Tropas nazistas aguardam pronunciamento de Adolf Hitler - Créditos: Reprodução

do Brasil de Fato

Como a Alemanha lida com o nazismo: para que a história não se repita

Em entrevista exclusiva ao Brasil de Fato, historiador alemão diz ser tolice taxar o nazismo como movimento de esquerda

José Eduardo Bernardes

Brasil de Fato | São Paulo (SP)

Setenta e três anos após a derrota do nazismo, a Alemanha mantém o empenho de explicar os horrores produzidos por Hitler e seus aliados. Segundo o historiador alemão, Daniel Bratanovic, editor do jornal Junge Welt, “desde cedo, a educação nas escolas da Alemanha Oriental era anti-fascista. Em 1968, começou a se falar nas escolas de todo o país”, afirma.

Recentemente, a Embaixada da Alemanha publicou um vídeo explicando como o nazismo era tratado entre os alemães, e recebeu uma enxurrada de comentários de brasileiros. Os internautas afirmavam que o nazismo era ligado às ideologias de esquerda e contestavam o holocausto.

O vídeo da embaixada descreve que, entre os 13 e 15 anos, as crianças apreendem, em sala de aula, os riscos do nazismo. Mas a publicação também lembra que, desde cedo, elas têm contato com as memórias do período do Terceiro Reich andando pelas ruas de cidades alemãs. 

Em entrevista exclusiva ao Brasil de Fato, Bratanovic afirma que “é uma reivindicação tola de que o nazismo poderia ser um movimento de esquerda”. Segundo ele, “o movimento nazista, desde o começo, recebeu dinheiro e suporte de importantes setores militares, também de setores do capital, por exemplo de proprietários de fábricas de aço, preparando a Alemanha para a guerra”.

__Trechos de dados__

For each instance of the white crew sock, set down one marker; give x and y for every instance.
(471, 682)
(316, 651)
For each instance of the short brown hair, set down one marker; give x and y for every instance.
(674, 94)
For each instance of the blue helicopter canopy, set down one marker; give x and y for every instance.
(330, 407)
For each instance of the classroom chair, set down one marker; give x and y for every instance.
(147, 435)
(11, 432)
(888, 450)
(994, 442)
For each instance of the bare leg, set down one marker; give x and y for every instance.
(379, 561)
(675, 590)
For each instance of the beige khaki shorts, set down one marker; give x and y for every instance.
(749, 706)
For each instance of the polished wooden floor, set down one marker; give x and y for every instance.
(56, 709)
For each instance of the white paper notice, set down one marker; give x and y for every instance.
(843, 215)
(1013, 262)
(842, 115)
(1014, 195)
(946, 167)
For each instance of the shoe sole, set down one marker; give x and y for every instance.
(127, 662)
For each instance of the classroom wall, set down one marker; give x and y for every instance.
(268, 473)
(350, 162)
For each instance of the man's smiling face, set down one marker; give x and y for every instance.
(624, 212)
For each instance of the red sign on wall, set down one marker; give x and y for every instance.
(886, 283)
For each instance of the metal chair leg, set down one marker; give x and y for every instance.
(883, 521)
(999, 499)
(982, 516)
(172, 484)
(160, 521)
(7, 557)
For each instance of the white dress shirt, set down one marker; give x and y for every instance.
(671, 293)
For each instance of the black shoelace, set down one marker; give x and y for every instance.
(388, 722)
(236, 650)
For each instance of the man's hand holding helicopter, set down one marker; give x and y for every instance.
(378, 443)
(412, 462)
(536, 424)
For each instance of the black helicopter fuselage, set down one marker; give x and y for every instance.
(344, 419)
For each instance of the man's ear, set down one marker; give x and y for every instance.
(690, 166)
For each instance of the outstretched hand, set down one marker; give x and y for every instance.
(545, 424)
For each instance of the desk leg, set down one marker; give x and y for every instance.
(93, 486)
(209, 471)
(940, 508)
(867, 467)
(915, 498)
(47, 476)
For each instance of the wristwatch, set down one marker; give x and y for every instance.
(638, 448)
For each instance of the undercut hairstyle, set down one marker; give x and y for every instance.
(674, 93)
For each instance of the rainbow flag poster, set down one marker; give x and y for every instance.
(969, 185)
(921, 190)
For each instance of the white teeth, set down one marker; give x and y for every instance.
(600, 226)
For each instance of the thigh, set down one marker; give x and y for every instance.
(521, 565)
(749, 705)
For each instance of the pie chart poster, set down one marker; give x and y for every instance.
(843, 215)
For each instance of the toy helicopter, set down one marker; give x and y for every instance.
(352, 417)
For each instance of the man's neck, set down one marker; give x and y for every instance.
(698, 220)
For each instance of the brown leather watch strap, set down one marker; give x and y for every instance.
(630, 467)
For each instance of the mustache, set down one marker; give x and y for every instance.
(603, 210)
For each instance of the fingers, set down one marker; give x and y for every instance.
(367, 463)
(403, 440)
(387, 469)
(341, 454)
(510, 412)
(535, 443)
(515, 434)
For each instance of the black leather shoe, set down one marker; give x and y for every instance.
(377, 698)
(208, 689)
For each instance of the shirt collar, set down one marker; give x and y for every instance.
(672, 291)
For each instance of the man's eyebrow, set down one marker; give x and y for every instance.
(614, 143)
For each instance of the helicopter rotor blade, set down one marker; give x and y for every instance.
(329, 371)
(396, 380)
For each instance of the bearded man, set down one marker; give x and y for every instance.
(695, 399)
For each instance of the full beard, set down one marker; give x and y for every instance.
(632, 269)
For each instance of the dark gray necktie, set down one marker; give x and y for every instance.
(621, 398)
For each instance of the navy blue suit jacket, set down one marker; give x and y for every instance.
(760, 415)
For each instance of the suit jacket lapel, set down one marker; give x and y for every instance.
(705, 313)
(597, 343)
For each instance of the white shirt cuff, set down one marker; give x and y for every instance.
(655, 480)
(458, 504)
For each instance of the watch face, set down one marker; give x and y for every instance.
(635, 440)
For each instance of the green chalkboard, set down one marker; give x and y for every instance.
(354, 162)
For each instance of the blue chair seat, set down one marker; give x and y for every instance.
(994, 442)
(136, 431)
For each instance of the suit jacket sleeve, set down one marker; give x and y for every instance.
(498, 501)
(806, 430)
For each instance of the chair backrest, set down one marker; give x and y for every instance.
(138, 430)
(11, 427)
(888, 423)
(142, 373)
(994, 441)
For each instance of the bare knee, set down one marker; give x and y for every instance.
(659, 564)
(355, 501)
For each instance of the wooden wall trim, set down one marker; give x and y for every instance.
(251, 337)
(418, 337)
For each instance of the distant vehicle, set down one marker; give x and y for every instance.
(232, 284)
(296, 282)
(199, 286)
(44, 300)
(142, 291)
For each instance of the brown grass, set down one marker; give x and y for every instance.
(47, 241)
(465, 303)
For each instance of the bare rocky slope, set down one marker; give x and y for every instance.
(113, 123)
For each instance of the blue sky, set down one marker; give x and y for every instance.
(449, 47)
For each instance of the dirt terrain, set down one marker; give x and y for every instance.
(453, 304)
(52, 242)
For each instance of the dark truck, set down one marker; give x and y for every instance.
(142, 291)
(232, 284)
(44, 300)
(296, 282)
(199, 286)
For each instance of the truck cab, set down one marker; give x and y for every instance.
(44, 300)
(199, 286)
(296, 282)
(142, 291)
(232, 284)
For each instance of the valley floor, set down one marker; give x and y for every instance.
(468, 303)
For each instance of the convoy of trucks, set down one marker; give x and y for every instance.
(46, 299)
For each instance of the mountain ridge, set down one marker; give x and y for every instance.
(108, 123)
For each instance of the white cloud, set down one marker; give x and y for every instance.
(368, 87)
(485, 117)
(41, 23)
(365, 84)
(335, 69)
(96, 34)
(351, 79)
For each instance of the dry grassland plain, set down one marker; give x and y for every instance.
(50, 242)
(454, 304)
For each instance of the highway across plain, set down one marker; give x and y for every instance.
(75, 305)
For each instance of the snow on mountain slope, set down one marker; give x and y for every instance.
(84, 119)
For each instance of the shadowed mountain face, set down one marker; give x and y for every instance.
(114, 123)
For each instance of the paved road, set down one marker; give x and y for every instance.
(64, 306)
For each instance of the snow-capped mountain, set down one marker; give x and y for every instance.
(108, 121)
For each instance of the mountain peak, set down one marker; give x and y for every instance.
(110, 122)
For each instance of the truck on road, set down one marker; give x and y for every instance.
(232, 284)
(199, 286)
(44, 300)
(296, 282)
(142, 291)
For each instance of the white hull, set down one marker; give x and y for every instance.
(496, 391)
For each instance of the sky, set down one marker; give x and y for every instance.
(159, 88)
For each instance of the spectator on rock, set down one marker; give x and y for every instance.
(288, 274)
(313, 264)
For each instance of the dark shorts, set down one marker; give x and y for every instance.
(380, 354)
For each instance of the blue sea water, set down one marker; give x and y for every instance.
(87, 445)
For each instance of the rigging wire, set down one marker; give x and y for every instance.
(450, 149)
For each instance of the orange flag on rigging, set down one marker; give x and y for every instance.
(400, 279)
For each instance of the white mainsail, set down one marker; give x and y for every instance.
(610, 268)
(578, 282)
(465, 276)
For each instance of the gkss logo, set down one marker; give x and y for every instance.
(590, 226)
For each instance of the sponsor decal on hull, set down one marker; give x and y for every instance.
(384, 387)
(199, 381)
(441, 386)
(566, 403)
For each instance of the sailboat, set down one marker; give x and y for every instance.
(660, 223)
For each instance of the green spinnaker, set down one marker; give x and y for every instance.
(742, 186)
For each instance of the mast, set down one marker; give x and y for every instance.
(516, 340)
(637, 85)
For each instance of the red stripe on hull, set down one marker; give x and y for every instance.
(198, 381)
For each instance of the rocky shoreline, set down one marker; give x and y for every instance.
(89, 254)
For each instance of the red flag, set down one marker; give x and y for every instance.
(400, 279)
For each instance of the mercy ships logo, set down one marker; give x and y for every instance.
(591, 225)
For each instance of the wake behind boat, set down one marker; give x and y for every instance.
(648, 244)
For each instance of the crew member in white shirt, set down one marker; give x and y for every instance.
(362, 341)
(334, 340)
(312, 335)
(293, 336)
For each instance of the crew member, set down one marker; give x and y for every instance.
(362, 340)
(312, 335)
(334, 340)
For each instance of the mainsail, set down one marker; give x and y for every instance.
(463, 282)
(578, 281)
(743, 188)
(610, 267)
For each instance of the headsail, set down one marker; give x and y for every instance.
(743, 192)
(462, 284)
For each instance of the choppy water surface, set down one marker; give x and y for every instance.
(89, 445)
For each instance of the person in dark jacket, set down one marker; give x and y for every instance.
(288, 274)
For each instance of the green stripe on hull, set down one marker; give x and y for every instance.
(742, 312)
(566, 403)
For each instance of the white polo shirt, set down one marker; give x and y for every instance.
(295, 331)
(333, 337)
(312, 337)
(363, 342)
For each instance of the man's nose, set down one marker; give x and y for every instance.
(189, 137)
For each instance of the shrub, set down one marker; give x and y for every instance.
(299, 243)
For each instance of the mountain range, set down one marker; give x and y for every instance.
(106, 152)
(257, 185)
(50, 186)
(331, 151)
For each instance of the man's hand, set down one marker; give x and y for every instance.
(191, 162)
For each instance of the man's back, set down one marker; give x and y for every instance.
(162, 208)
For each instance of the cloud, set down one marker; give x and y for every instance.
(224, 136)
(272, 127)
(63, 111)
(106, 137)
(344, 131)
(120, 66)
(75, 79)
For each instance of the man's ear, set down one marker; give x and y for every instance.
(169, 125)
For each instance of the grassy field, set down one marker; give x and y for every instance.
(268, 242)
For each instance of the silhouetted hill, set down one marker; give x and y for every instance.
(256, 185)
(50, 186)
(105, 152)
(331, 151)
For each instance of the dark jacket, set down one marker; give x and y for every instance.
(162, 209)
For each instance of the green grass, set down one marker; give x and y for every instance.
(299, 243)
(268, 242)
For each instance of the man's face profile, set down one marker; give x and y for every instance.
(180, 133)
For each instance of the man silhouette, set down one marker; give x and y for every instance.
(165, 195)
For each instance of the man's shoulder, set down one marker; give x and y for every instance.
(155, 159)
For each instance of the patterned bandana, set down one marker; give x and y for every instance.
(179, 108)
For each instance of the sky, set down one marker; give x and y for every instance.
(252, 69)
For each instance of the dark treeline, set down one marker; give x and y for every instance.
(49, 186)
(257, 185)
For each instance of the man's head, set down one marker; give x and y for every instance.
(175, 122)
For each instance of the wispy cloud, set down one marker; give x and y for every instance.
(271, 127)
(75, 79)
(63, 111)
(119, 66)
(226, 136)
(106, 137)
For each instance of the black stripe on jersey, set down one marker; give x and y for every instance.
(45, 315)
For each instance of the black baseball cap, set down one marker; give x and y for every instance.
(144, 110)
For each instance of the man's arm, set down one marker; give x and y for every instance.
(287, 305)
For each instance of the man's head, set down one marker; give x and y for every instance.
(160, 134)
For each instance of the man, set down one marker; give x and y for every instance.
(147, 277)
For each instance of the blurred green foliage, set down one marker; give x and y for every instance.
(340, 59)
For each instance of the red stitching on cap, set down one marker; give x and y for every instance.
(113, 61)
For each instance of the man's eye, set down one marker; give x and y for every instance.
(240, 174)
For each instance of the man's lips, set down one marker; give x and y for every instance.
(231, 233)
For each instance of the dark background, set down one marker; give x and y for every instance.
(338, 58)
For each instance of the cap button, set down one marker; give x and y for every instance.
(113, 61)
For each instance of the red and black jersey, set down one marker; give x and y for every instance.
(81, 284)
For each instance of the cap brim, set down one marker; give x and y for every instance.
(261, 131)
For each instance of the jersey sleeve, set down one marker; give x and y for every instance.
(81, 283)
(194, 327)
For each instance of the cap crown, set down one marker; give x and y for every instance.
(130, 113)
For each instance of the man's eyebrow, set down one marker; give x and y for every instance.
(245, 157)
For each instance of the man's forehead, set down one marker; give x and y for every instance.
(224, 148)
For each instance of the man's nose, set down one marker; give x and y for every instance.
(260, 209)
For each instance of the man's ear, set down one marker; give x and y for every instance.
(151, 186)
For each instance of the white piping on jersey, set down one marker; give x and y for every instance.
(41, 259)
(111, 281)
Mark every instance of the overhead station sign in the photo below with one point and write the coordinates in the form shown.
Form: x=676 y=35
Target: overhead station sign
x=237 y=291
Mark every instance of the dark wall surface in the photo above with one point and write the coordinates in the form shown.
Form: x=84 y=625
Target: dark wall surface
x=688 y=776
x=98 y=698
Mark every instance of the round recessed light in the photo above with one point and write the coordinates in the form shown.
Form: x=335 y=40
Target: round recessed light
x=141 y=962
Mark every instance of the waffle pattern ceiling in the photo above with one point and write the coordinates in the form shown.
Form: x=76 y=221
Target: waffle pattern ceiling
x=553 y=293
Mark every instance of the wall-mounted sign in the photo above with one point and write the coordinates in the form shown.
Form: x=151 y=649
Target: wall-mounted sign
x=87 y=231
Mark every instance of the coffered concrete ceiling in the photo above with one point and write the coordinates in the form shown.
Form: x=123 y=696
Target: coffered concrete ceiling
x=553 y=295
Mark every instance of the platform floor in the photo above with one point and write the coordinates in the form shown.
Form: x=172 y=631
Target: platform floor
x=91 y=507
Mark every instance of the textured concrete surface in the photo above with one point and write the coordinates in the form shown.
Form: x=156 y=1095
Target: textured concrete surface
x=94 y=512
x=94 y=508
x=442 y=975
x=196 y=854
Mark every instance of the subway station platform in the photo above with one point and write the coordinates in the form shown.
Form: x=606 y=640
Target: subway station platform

__Tarefa A__
Cite todas as pessoas que o trecho menciona pelo nome.
__Tarefa B__
Copie da listagem as linhas que vão da que contém "For each instance of the blurred" até a que contém "x=237 y=291", incluindo as duas.
O trecho e a listagem não têm nenhuma relação entre si.

__Resposta A__
Adolf Hitler, José Eduardo Bernardes e Daniel Bratanovic.

__Resposta B__
For each instance of the blurred green foliage, set down one marker; give x and y for every instance.
(340, 59)
For each instance of the red stitching on cap, set down one marker; give x and y for every instance.
(113, 61)
For each instance of the man's eye, set down one marker; give x and y for every instance.
(240, 174)
For each instance of the man's lips, set down one marker; give x and y for every instance.
(231, 233)
For each instance of the dark background, set down one marker; give x and y for every instance.
(338, 58)
For each instance of the cap button, set down one marker; give x and y for every instance.
(113, 61)
For each instance of the red and black jersey, set down one marker; give x and y for every instance.
(81, 284)
For each instance of the cap brim, set down one marker; give x and y for every instance.
(261, 131)
For each instance of the jersey sleeve, set down one marker; give x and y for every instance.
(81, 283)
(194, 327)
For each instance of the cap crown, set down one marker; give x and y for every instance.
(130, 113)
For each instance of the man's eyebrow, set down one marker; give x and y for every instance.
(245, 157)
For each instance of the man's forehead, set down one marker; give x and y for every instance.
(224, 148)
For each instance of the man's nose, set down one marker; give x and y for every instance.
(260, 209)
For each instance of the man's ear, set down one marker; give x and y for every instance.
(151, 186)
For each instance of the white piping on jersey, set down one marker; give x and y for every instance.
(41, 259)
(111, 281)
Mark every instance of the overhead station sign in the photo below with one point and write the coordinates in the form shown.
Form: x=676 y=35
Target: overhead station sign
x=237 y=291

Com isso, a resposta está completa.